**Material:**
═══

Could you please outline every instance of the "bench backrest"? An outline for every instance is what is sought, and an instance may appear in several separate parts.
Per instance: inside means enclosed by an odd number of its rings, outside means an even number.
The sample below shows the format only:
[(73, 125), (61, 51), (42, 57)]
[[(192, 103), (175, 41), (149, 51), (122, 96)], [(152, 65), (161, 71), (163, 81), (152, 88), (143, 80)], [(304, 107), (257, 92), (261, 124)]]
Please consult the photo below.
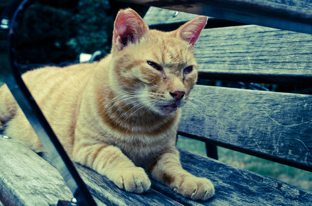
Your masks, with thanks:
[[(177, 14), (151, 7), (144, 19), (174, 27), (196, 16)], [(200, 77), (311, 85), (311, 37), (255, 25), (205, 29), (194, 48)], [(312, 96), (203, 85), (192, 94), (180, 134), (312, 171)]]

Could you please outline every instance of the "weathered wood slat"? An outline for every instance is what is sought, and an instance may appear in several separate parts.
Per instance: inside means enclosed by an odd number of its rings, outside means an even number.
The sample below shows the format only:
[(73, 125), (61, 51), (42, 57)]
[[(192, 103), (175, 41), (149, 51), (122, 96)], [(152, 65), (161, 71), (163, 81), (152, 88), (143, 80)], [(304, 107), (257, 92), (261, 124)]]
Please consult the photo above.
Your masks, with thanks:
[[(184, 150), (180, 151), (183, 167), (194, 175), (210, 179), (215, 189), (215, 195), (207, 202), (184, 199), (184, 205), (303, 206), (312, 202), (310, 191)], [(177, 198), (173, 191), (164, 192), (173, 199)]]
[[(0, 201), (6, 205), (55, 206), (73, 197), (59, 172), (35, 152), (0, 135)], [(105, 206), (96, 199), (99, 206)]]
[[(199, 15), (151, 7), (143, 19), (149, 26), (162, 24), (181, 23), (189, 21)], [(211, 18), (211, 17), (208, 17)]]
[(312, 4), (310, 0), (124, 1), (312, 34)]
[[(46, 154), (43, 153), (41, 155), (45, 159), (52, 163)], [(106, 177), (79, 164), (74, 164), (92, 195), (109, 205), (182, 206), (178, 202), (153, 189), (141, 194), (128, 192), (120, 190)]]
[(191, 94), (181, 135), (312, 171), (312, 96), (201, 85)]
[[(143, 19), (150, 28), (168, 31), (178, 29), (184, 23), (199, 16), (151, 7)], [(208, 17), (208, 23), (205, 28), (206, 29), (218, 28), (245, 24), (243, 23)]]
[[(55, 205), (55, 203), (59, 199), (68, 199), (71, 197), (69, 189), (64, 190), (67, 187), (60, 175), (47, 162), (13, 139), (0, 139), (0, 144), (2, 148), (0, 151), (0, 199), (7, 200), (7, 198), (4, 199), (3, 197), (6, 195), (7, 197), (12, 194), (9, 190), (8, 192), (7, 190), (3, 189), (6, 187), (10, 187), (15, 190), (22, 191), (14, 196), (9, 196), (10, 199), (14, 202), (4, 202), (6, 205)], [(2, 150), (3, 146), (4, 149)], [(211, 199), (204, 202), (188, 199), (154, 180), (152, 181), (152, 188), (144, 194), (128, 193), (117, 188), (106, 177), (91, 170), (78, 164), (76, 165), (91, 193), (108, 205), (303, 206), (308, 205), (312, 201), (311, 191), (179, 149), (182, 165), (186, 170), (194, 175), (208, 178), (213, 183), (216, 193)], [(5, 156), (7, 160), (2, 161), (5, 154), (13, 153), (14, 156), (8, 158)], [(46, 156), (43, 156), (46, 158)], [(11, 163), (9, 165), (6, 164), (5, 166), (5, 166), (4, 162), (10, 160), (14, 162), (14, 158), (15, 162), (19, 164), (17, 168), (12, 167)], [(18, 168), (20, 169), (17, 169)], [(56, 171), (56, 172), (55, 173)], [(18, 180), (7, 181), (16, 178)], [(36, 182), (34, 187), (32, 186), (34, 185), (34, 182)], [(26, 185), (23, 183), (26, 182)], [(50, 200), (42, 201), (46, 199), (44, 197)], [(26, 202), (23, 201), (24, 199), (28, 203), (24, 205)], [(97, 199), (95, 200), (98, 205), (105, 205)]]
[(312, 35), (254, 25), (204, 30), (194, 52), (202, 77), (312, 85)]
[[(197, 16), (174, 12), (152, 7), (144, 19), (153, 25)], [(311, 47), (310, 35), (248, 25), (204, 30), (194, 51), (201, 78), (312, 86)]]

═══

Rename "instance" to "item" in the material from its start up to and including the line with "134), (312, 171)]]", changing nothing else. Leave the pictures out of your answer.

**Written response:**
Could you please outline every item of the "bench backrest"? An outline for every item is what is sought, and an item may appear in several separate parts.
Per item: inside means enclosed by an odd number of its rings, outside means an even number.
The sample below shows the format only:
[(73, 125), (61, 51), (42, 57)]
[[(192, 103), (175, 41), (149, 51), (122, 96)], [(152, 65), (161, 71), (163, 81), (152, 88), (143, 80)], [(304, 107), (257, 92), (261, 124)]]
Please consult the photo below.
Your masks, with thanks:
[[(177, 14), (151, 7), (144, 19), (174, 27), (196, 16)], [(200, 77), (311, 85), (311, 37), (255, 25), (205, 29), (194, 48)], [(312, 96), (203, 85), (192, 94), (180, 134), (312, 171)]]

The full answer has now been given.